- Aufgabe -
Schreibe die Zeilen wortgetreu ab, beginnend mit der Zeile, die „Practice. Find the man's“ enthält, und endend nach der Zeile, die „pixel 100 68“ enthält. Lass die Bilder in deiner Antwort weg.

──────── Die Einträge

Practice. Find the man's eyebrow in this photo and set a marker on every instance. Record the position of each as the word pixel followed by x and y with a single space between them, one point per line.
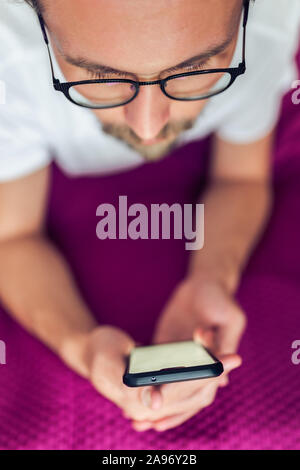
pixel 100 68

────────────────
──────── Die Einträge

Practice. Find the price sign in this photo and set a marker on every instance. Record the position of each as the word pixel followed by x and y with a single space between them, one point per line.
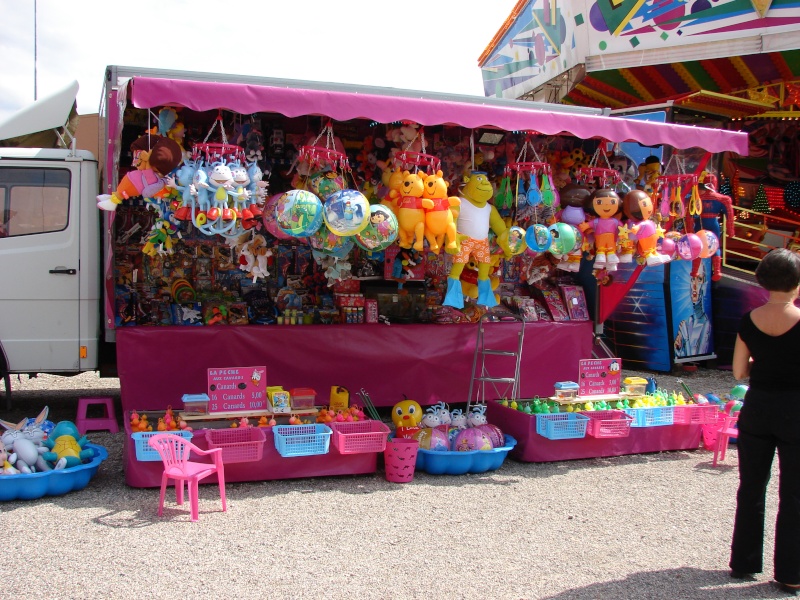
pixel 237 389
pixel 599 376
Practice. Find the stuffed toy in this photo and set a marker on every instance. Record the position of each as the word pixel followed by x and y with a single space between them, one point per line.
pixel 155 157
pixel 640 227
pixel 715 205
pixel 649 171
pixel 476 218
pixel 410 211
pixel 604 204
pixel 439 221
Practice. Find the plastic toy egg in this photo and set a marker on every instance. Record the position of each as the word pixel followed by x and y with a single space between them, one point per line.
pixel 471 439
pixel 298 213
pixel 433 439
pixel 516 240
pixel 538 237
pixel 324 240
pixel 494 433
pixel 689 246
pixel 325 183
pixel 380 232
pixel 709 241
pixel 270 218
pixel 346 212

────────────────

- Musterlösung -
Practice. Find the man's eyebrow in this photo and set a marker on every instance. Record the position of each as the word pixel followed by x and y with a single space between them, one point per line.
pixel 100 68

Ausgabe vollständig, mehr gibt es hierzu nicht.